■ ASSIGNED TASK
What is needed is the whole of the data, set down exactly.

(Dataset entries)
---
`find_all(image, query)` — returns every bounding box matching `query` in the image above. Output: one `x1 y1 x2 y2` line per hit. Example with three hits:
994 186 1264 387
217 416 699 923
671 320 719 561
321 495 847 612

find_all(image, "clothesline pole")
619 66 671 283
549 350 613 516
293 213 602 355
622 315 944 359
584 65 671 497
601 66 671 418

■ RESPONSE AREA
---
`find_all(image, query)` — returns every bounding box matching `query` in the image above. Output: one `x1 y1 x2 y2` line per hit. Example with three hits:
994 186 1264 387
217 416 699 923
671 320 719 561
321 495 847 612

find_all(image, "clothesline pole")
619 66 671 283
549 350 613 516
293 213 602 355
622 315 944 359
584 65 671 497
601 66 671 418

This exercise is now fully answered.